** Task brief **
Scale the part of the listing from the line with "In this exercise you will locate the dirt pitching" to the line with "point(413, 85)", both ends included. Write those lines out again with their requests, multiplying every point coordinate in the answers by 1.6 and rounding to whole numbers (halves up), and omit the pictures.

** Entries supplied **
........
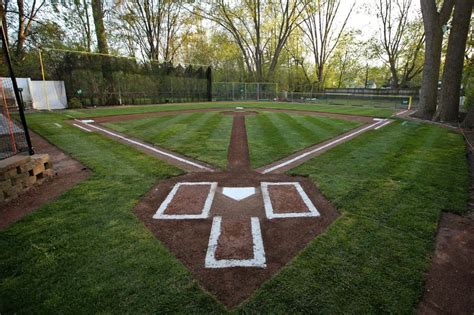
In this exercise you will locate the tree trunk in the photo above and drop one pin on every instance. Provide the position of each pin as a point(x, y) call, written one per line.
point(103, 47)
point(3, 16)
point(451, 83)
point(433, 22)
point(98, 14)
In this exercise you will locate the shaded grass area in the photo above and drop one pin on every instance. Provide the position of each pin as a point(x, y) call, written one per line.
point(391, 186)
point(273, 136)
point(202, 136)
point(125, 110)
point(86, 252)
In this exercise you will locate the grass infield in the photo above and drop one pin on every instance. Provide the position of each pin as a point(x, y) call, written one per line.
point(87, 251)
point(125, 110)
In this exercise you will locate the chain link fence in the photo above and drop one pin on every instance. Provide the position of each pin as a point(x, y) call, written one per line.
point(95, 79)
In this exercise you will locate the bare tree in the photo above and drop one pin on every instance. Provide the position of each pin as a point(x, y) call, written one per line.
point(98, 14)
point(433, 21)
point(260, 28)
point(448, 109)
point(154, 25)
point(3, 16)
point(323, 33)
point(26, 16)
point(400, 40)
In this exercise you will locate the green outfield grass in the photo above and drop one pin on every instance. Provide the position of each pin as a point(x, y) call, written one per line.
point(87, 252)
point(202, 136)
point(124, 110)
point(205, 136)
point(390, 186)
point(273, 136)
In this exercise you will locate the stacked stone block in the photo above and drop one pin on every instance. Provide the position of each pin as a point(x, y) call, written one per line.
point(20, 172)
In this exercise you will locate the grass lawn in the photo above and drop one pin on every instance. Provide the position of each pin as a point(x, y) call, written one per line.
point(124, 110)
point(87, 252)
point(391, 186)
point(273, 136)
point(202, 136)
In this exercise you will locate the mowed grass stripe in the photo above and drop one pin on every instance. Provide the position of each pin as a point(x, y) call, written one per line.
point(374, 257)
point(203, 136)
point(86, 250)
point(273, 136)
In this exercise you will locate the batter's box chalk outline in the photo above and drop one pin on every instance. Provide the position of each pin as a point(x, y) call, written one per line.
point(313, 212)
point(258, 259)
point(160, 213)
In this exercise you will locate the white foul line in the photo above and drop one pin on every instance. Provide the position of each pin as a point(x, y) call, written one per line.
point(147, 147)
point(83, 128)
point(258, 259)
point(303, 155)
point(401, 113)
point(204, 212)
point(312, 211)
point(382, 125)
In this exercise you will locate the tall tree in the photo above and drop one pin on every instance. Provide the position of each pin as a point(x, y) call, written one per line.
point(98, 14)
point(259, 28)
point(154, 26)
point(323, 33)
point(400, 40)
point(26, 15)
point(3, 16)
point(433, 20)
point(448, 109)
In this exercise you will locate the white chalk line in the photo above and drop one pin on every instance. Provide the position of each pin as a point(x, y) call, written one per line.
point(147, 147)
point(382, 125)
point(258, 259)
point(160, 213)
point(269, 211)
point(303, 155)
point(83, 128)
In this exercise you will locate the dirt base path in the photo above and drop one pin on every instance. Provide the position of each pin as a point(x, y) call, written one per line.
point(304, 155)
point(173, 158)
point(238, 152)
point(68, 173)
point(450, 280)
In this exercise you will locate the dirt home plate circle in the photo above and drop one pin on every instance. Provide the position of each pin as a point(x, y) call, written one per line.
point(234, 228)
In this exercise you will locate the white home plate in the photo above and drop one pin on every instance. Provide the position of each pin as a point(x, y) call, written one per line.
point(238, 193)
point(87, 121)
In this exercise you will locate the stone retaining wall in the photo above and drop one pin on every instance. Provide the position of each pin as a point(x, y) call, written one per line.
point(20, 172)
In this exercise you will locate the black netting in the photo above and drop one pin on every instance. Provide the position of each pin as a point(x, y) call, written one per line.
point(12, 134)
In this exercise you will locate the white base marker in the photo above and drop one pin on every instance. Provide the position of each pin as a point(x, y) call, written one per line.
point(160, 213)
point(402, 112)
point(312, 211)
point(303, 155)
point(238, 193)
point(83, 128)
point(151, 148)
point(258, 259)
point(383, 125)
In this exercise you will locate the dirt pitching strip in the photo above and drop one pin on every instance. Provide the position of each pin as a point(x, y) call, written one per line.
point(233, 250)
point(234, 229)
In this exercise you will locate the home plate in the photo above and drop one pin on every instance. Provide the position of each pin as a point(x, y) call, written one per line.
point(238, 193)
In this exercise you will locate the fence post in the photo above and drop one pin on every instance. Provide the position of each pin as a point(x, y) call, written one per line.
point(21, 108)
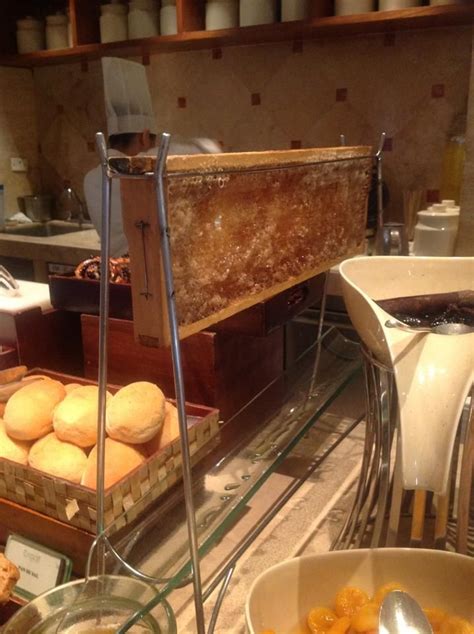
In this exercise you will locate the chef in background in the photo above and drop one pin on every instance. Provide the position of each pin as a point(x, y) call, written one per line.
point(132, 130)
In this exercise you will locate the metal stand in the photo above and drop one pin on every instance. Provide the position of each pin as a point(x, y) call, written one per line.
point(102, 540)
point(375, 517)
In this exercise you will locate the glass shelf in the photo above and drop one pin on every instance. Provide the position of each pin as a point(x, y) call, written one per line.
point(225, 482)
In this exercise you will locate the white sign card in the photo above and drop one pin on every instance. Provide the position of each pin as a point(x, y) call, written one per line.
point(40, 568)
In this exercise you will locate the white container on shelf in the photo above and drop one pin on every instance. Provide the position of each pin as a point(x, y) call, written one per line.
point(350, 7)
point(222, 14)
point(257, 12)
point(143, 19)
point(57, 31)
point(113, 22)
point(295, 10)
point(30, 35)
point(436, 231)
point(393, 5)
point(168, 18)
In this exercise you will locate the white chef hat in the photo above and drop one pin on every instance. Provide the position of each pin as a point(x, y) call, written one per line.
point(127, 97)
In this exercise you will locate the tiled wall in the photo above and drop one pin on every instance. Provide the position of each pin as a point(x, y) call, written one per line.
point(18, 137)
point(465, 241)
point(413, 85)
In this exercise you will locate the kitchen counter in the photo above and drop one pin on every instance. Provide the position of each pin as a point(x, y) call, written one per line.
point(66, 249)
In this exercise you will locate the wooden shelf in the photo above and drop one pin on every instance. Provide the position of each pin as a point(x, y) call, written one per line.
point(333, 26)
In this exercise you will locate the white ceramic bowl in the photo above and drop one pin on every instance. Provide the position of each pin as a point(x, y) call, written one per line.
point(282, 596)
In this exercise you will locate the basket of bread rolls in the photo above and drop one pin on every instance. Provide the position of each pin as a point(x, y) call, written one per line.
point(48, 452)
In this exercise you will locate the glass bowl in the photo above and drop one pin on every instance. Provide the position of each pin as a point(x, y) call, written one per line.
point(98, 606)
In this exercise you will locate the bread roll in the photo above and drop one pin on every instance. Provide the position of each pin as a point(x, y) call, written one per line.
point(69, 387)
point(29, 412)
point(75, 418)
point(58, 458)
point(168, 432)
point(136, 412)
point(120, 459)
point(16, 450)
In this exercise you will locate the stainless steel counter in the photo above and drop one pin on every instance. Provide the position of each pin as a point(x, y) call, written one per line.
point(35, 253)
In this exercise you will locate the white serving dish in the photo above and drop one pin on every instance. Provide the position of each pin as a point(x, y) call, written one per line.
point(282, 596)
point(433, 372)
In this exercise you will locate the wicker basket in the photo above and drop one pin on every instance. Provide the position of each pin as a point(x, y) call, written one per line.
point(125, 500)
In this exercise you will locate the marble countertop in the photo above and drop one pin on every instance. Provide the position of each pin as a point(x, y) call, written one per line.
point(67, 248)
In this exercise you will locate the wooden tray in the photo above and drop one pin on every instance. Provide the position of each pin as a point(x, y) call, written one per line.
point(220, 369)
point(50, 338)
point(78, 295)
point(8, 357)
point(243, 227)
point(82, 296)
point(76, 505)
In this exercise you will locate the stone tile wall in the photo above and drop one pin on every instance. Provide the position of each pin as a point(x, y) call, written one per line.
point(412, 85)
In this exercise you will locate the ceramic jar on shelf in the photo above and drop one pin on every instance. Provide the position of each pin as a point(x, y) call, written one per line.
point(113, 22)
point(57, 31)
point(222, 14)
point(393, 5)
point(295, 10)
point(436, 230)
point(254, 12)
point(30, 36)
point(168, 18)
point(143, 19)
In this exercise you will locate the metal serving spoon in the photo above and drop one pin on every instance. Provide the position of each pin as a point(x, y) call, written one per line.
point(440, 329)
point(401, 614)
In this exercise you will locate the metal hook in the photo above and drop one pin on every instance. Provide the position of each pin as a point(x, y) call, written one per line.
point(378, 154)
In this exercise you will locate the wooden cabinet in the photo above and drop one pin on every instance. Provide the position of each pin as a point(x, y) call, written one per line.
point(84, 17)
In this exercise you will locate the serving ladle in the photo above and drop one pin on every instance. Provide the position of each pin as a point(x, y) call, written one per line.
point(401, 614)
point(439, 329)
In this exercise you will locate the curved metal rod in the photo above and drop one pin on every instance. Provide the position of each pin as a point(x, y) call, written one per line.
point(178, 380)
point(220, 599)
point(103, 338)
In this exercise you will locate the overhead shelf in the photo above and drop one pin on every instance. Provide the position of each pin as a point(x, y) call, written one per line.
point(332, 26)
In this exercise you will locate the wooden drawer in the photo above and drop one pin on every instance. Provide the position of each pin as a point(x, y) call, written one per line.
point(221, 369)
point(82, 296)
point(266, 316)
point(50, 339)
point(8, 357)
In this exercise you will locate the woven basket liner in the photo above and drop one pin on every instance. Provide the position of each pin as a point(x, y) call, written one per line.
point(124, 501)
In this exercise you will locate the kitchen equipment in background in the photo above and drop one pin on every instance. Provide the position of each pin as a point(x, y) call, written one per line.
point(113, 22)
point(295, 10)
point(69, 206)
point(57, 31)
point(349, 7)
point(37, 207)
point(412, 203)
point(168, 18)
point(257, 12)
point(436, 231)
point(393, 5)
point(392, 239)
point(222, 14)
point(143, 19)
point(453, 167)
point(30, 35)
........
** Task answer **
In this exercise you will locate the dirt pitching strip in the photo above and drop one pin on every instance. Provide the position of each pin as a point(x, y) call, written one per line.
point(373, 400)
point(374, 366)
In this exercise you will locate the home plate in the photo above and drop one pin on every instance. Provide the position of each pin as a point(x, y) call, written one per line.
point(381, 309)
In this exercise you will locate the fence post in the photo above and drop one pin on every instance. Provide the position of each pin as a point(x, y) call, written one per line.
point(34, 173)
In this exercise you will locate the chef in background in the photo above and drop one pin on every instance. Provide the position of each pin as a point(x, y) call, written one per line.
point(211, 208)
In this exercise you will locate the metal stand in the photo above and drop one pin on every instance. Provide the position of each pin as a point(x, y) call, written one per line.
point(163, 864)
point(600, 827)
In this exercise you will locate the glass shelf in the photo above and drop one pin on every instance. Provide the position of each pin as a point(x, y) call, written one per line.
point(360, 771)
In this exercise you will locate the white sign card in the photo above and drop one pin on every instance. Provide the position of each pin as a point(x, y) call, written one per line.
point(64, 909)
In this exercise you will locate the white container on shelf in the photo above and drop one pin on every instance. Provide the position of each pin as a point(x, y) call, written one per line.
point(560, 11)
point(355, 22)
point(411, 19)
point(229, 30)
point(91, 50)
point(181, 35)
point(472, 16)
point(48, 56)
point(698, 370)
point(629, 8)
point(269, 29)
In this exercise you will locate the white chef hat in the photo above and drop one pin on every instance. Provide the position of each pin as a point(x, y) call, written one per line.
point(203, 155)
In this exercise you will locate the tiled wall in the photo above and drop one pin on every instance. Provide the position of each pin as a point(x, y) call, written one per line.
point(29, 219)
point(744, 386)
point(661, 136)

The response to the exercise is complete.